Brief 1: In the essay on the gating factor, what is named as the gating factor in today's technology economy?
Brief 2: Reproduce word for word the part of the essay on the gating factor between "That doesn’t mean" and "of the whole.", inclusive.

━━ Document excerpt

Why will liberals win in 2020, why should they win, and why should businesses applaud?
It has to do with the gating factor.
The gating factor is whatever is limiting something. In an Internet session, it’s the speed of the slowest connection between server and client. This is true on a micro level as well. Chip companies put memory on-chips because the speed of data movement into processing is the gating factor.
In an economy, the gating factor changes, usually every generation. In the early days of the Republic, the gating factor was labor. That’s why owning slaves made economic sense for Washington, Jefferson, and Madison. Then the gating factor became transportation, and then capital had to be organized. When manufacturing dominated, demand was the gating factor. Failure to grow demand by expanding the money supply caused the Great Depression.
In my generation, resources were the gating factor to growth. It made sense to invest in troops and military hardware who could control vital resources like oil.
In today’s technology economy, the gating factor is brains. Not just people, but smart, motivated, empowered people.
We’re just starting to understand what this means in terms of economic policy.
To me the answer is simple. Invest in people.
Successful economies do that. Singapore does that. Israel does that. Even China does that.
That doesn’t mean equality of results, but real opportunity for just about everyone. You don’t know where the next genius is going to come from. It could be the son of a lawyer. It could also be the son of an immigrant. It could be the daughter of a teacher. It could be anybody. Invest in everybody.
Successful tech economies also rely on order, and the acceptance of order on the part of the smart people.
Lower crime rates help. The less we fear each other, the more we can grow as people. It’s also true that the fewer lives we waste, the greater the potential of the whole.
No one has offered to let me write a book called The Gating Factor. It’s something I’ve learned, organically, throughout my career, reading things like Richard Florida’s The Rise of the Creative Class and Thomas Piketty’s Capital in the 21st Century. And from my reporting.
I’ve been covering the tech economy for 40 years. There is a reason that, wherever tech dominates, Democratic Party policies flourish. People intuitively understand this link between investment in people and growth. I call these places “Techlandia.” It’s not just California and Massachusetts. It’s Atlanta, Austin, Raleigh and Minneapolis. It’s Iowa City, and Madison, Wisconsin.
The difference between the politics of Alabama and Mississippi, this coming year, will be in the rise of Birimingham’s medical center and Huntsville’s space center, alongside the lack of such centers in Mississippi.
We can disagree on the margins about proper public policy. It’s good to have the debate. But the broad outlines of a solution to our problems is now very clear.
It ain’t Donald John Trump.
Some 8 months from the election, the fate of Bizarro Carter is sealed. He’s not just going up against the Democratic Party. He’s going up against the tech economy. He’s going up against the Cloud Czars and all their retinue, who know that immigrants get the job done, that gay men who went to Auburn can be great leaders, and that teamwork makes sense.
The differences between Joe Biden and Bernie Sanders are marginal. They have to do with their personal histories and the coalitions they’ve gathered around them. But what seems like stark contrast isn’t. Whichever candidate wins will almost certainly take a running mate acceptable to the other candidate’s base. That’s the way nomination fights work. As you read this, the matter may have already been decided.
History will write that 2020 was the triumph of the tech economy. In time there will be a mixed verdict on what that means. There are stupid people in tech. There are stupidities in the way tech is organized, in the products it delivers, on what it demands, and in how it impacts society.
But the world we’re moving into is as distant from the resource era as that era was from the Progressive one. We start with relative prosperity, and relative peace. We’re about to find that these are the forces we can use to save the Earth from the doom that is otherwise certain.

━━━━
━━ Entries shown

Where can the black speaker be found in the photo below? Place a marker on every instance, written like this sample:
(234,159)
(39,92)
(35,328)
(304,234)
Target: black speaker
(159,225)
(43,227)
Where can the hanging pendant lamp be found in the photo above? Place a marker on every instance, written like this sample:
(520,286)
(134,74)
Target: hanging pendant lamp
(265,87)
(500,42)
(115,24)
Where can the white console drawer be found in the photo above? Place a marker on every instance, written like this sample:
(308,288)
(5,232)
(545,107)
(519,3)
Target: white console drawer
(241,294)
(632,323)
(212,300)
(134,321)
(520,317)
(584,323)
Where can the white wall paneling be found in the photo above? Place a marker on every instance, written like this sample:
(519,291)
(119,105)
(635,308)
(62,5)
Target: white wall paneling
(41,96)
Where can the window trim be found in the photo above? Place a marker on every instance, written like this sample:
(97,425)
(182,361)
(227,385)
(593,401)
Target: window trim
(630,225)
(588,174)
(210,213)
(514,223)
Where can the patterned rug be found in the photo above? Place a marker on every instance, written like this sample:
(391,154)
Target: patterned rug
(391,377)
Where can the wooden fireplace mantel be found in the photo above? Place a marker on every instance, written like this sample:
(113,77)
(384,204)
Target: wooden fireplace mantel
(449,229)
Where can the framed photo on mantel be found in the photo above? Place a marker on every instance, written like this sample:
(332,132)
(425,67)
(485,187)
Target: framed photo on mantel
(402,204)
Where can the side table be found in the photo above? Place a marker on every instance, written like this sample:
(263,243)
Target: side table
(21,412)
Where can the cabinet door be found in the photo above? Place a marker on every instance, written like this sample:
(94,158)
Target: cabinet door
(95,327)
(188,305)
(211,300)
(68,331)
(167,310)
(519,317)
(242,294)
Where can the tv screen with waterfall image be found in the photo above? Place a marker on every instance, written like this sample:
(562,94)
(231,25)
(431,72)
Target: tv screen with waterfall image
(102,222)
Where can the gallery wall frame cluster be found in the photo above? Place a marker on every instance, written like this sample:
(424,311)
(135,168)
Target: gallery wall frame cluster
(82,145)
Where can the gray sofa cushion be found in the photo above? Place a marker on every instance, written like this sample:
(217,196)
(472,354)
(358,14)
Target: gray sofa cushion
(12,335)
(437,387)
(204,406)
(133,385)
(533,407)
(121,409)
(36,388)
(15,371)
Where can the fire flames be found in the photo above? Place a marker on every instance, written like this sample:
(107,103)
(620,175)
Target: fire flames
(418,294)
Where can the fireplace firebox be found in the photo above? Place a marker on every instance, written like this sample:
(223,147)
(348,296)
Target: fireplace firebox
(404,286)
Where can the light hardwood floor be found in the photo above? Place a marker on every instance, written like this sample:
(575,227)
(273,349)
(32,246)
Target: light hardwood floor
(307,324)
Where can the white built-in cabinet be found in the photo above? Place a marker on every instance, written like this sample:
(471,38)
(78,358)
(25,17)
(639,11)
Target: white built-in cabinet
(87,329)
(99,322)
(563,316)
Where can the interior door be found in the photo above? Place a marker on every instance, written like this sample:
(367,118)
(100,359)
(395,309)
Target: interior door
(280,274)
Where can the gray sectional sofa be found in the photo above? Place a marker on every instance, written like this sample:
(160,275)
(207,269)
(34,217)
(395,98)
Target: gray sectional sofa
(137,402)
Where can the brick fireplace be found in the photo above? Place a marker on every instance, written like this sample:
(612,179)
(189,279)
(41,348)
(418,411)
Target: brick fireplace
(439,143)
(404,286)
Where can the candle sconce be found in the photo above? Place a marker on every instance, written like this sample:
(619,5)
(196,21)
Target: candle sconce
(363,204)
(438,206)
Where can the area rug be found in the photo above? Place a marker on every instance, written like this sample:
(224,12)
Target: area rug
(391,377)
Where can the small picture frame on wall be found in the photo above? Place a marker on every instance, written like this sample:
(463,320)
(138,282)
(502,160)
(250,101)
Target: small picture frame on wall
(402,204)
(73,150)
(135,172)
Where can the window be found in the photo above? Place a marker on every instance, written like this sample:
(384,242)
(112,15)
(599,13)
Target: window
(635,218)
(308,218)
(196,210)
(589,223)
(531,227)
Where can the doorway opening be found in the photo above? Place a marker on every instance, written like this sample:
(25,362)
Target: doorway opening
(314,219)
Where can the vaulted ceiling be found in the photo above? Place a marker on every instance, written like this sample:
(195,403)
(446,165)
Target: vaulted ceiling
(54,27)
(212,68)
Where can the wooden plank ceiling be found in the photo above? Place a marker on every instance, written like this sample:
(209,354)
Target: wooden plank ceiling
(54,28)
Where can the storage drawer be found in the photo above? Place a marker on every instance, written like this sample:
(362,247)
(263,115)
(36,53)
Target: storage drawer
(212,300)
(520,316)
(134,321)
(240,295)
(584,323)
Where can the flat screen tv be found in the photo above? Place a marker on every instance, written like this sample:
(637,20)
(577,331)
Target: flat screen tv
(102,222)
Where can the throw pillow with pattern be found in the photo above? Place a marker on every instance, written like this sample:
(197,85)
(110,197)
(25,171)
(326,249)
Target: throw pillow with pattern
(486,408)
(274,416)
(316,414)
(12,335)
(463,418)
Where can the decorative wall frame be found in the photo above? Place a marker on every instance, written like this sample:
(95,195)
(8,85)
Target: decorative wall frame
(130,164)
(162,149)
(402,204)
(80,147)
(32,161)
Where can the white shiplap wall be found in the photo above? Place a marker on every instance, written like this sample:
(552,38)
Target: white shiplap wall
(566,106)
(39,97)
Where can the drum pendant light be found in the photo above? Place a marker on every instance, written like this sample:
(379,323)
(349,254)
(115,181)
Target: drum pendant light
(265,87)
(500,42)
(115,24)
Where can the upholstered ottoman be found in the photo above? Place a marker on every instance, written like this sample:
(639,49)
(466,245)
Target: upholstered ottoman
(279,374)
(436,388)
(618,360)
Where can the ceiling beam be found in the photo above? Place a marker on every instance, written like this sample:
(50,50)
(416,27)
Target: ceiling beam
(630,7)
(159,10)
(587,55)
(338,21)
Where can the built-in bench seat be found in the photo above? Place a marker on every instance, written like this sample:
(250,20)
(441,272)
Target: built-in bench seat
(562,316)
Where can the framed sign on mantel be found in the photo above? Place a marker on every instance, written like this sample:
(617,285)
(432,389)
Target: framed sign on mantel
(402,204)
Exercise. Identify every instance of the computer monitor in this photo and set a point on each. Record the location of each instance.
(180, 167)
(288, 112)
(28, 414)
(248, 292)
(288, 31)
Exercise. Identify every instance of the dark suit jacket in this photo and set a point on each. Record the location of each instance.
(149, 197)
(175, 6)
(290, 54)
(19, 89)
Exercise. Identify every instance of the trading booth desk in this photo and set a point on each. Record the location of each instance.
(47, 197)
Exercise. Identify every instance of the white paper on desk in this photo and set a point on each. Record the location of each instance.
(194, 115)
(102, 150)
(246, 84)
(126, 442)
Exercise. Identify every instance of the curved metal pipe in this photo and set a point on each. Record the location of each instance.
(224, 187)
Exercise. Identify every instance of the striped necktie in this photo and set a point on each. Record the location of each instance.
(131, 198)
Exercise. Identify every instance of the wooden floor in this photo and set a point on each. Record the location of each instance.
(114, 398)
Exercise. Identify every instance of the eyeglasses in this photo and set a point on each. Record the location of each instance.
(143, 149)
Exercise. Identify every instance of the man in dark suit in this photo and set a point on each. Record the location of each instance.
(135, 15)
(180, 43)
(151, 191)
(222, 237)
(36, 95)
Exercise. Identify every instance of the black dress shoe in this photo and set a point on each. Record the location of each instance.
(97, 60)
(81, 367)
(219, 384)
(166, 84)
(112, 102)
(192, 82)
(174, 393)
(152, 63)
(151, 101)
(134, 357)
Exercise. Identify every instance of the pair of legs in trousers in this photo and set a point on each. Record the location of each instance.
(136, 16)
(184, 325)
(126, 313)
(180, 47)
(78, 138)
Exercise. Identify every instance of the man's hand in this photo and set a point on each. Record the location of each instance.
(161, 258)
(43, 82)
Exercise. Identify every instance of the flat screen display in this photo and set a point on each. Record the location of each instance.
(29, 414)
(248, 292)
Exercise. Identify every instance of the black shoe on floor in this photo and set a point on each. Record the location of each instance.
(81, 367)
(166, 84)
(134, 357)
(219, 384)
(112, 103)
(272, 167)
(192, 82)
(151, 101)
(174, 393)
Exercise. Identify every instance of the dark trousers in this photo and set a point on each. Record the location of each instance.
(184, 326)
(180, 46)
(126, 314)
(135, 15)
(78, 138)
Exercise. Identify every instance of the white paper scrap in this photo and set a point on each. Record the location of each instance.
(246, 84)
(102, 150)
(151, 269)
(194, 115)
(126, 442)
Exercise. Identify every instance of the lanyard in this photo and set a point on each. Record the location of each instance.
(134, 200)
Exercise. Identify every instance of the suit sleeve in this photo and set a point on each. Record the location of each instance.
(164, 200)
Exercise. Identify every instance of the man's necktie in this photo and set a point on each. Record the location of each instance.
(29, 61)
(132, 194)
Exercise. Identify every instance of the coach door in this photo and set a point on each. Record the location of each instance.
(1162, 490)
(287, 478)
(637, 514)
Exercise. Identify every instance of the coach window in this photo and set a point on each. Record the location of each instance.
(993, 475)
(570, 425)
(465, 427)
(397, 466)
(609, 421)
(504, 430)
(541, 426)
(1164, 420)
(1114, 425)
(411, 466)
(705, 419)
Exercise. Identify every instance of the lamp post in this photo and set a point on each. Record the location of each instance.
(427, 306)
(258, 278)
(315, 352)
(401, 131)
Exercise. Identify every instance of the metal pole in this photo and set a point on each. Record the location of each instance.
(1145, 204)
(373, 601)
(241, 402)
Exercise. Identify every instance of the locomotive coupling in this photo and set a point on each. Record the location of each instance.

━━━━

Expected answer 1: Brains: smart, motivated, empowered people.

Expected answer 2:
That doesn’t mean equality of results, but real opportunity for just about everyone. You don’t know where the next genius is going to come from. It could be the son of a lawyer. It could also be the son of an immigrant. It could be the daughter of a teacher. It could be anybody. Invest in everybody.
Successful tech economies also rely on order, and the acceptance of order on the part of the smart people.
Lower crime rates help. The less we fear each other, the more we can grow as people. It’s also true that the fewer lives we waste, the greater the potential of the whole.